PROVIDED DATA:
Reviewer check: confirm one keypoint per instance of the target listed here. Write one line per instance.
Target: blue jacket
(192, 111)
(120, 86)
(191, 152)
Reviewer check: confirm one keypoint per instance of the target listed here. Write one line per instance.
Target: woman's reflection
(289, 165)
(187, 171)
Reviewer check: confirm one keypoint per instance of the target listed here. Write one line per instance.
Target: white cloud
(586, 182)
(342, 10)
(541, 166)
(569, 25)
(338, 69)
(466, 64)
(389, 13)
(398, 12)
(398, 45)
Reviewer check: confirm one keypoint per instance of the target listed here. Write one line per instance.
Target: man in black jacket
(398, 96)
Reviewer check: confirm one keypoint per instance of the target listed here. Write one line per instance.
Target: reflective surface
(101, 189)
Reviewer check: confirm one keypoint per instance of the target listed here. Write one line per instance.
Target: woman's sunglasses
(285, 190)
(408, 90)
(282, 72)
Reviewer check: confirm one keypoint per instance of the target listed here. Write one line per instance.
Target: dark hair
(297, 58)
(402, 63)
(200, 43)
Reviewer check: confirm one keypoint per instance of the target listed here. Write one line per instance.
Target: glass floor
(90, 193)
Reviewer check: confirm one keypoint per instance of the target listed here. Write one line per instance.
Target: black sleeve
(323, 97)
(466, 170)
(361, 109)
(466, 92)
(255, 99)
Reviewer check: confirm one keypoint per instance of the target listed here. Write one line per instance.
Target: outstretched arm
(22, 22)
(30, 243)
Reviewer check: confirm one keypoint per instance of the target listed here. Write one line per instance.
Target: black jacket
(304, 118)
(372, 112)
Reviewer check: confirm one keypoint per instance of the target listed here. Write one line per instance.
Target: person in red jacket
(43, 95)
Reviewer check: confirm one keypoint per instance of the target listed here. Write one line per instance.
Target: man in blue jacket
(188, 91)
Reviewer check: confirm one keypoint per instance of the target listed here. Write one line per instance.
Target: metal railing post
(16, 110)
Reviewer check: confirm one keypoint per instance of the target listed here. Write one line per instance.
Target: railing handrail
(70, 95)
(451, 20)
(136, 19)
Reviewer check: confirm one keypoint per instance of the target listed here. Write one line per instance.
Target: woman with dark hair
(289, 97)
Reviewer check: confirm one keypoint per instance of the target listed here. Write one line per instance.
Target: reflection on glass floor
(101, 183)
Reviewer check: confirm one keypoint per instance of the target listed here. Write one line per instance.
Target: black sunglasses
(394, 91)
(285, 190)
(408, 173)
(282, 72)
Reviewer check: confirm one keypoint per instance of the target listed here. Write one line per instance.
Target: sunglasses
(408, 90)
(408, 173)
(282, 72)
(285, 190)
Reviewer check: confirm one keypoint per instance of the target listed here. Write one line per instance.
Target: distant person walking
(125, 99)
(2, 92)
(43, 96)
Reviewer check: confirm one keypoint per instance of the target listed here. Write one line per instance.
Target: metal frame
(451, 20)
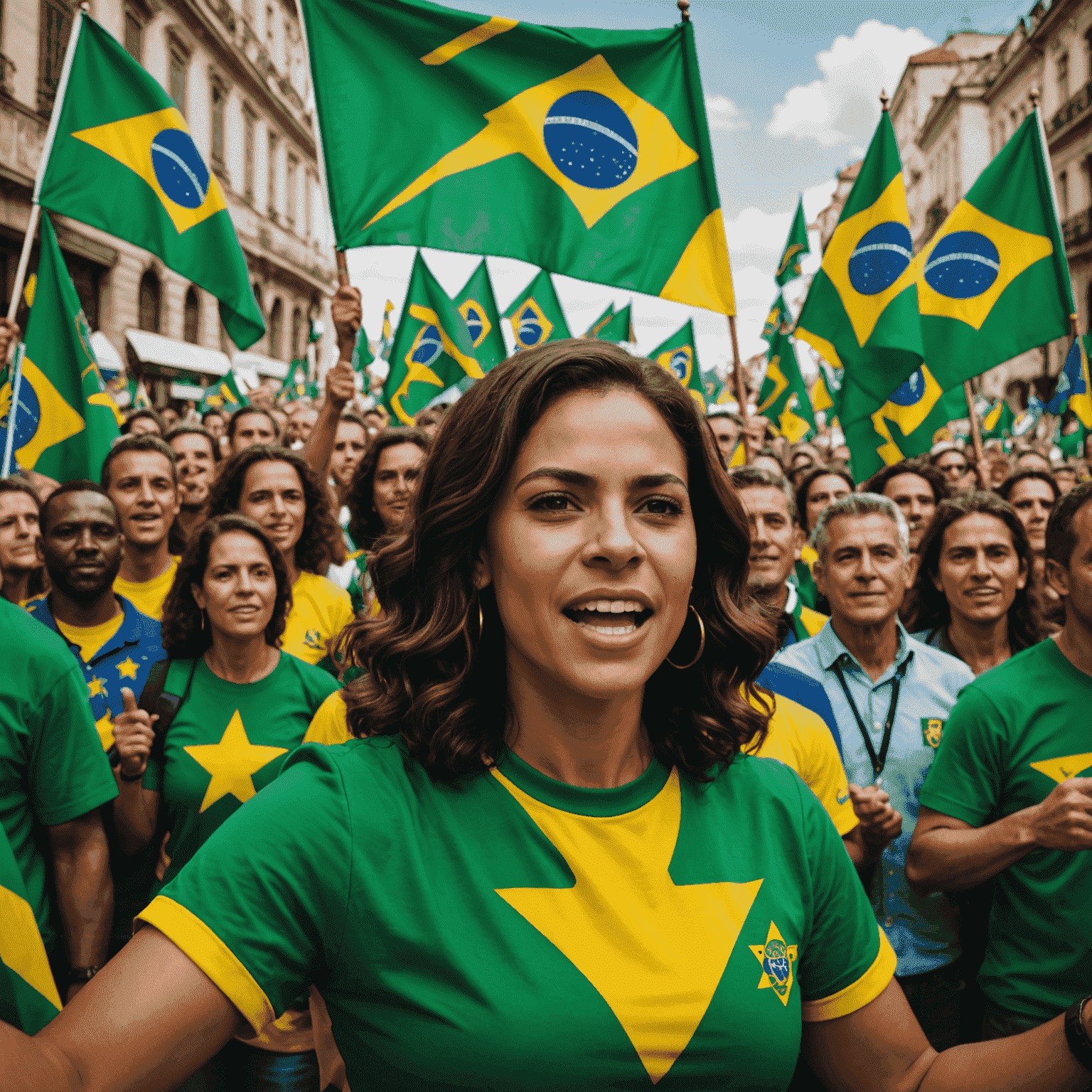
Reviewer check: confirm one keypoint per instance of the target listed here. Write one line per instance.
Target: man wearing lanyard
(892, 697)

PROMPT: Would you retype the material exactly, omitting each picture?

PROBLEM SOLUTION:
Reviewer check: confirm one keypoint per instance of the target listed here. Write one line per instance.
Target: blue jacket
(192, 111)
(120, 86)
(191, 152)
Reviewer check: confirm one keypoint per instance of the target listed here. Write one line per instance.
Target: woman's reflection
(289, 165)
(187, 171)
Reviewer check: confirm one keypoint per instance of the target listed here. Write one line per instance.
Target: white cloud
(586, 182)
(342, 10)
(541, 166)
(569, 25)
(338, 69)
(466, 64)
(389, 13)
(398, 12)
(398, 45)
Reviewer check: confirm one keypoint per instance of the target listed here. Write one line per instance.
Target: man in black jacket
(398, 96)
Reviewer check: confirm one keypoint per instance of the target listed here. Write one line per instance.
Target: reflective surface
(101, 189)
Reviewer check: confirm one keypoint per instance of the target listed here. Write one line per instance.
Target: woman's sunglasses
(285, 190)
(408, 90)
(282, 72)
Reviewer check: confirm one keypoint per instance of the target listed here. Write one line per instance.
Target: dark hair
(297, 58)
(402, 63)
(200, 43)
Reviewer check: confirm one keypoint per instance of the target listed here. Write one line per instance.
Target: glass floor
(90, 193)
Reviewer check: confirm one keypoint per instance of the target listed here. Write one line per instance.
Target: black sleeve
(323, 97)
(466, 170)
(361, 109)
(466, 92)
(255, 99)
Reviewer check: confirm one keypoint per instance of the target listed here. Write one line per instance.
Target: outstretched arm
(22, 22)
(30, 243)
Reviewer check: confirm one keypoint per instance of the target listed here. Write one line per instance.
Target: black jacket
(304, 118)
(372, 112)
Reviewer check: confirm one keypoint per instance of the target listed here. Write one line per instance.
Target: person in red jacket
(43, 95)
Reviewer check: confirm one keypoint per instance of the target listed here. Write one line per instance.
Target: man in blue jacket
(188, 91)
Reviewer check: confirm one keypoint per instance of the target listed here. Write one line per instance.
Target: metal railing post
(16, 110)
Reviewer check: confirm one keypoint per instance of the target listed here. Write one line per instance.
Target: railing handrail
(70, 95)
(451, 20)
(136, 19)
Reviewer check: confirm one keypoint per instance of the target listed here. Write one line per instance.
Target: woman with dark hair
(289, 97)
Reviewer check: confirm one keypoint per instance of the target listed here. Write one line per instance.
Target: reflection on glass floor
(101, 183)
Reviewer check: confirm one keypoint per instance of the target listed here. Write one line per instance.
Target: black sunglasses
(394, 91)
(285, 190)
(408, 173)
(282, 72)
Reviewer check: confirm one keypoint per instance of the target listed here. Write one line per instance.
Target: sunglasses
(408, 90)
(408, 173)
(282, 72)
(285, 190)
Reviewer check: confirm one keypoint per instance of the target listed here. Write one line per instance.
Target: distant person walking
(125, 99)
(2, 92)
(43, 96)
Reviewer check: confirm one keypoint per instance of the target listed here. Write one line per instance.
Target: metal frame
(451, 20)
Reviewer check: confirm one keypoint per instance of the target listed here. Write one line per instance.
Target: man wearing lanyard
(892, 697)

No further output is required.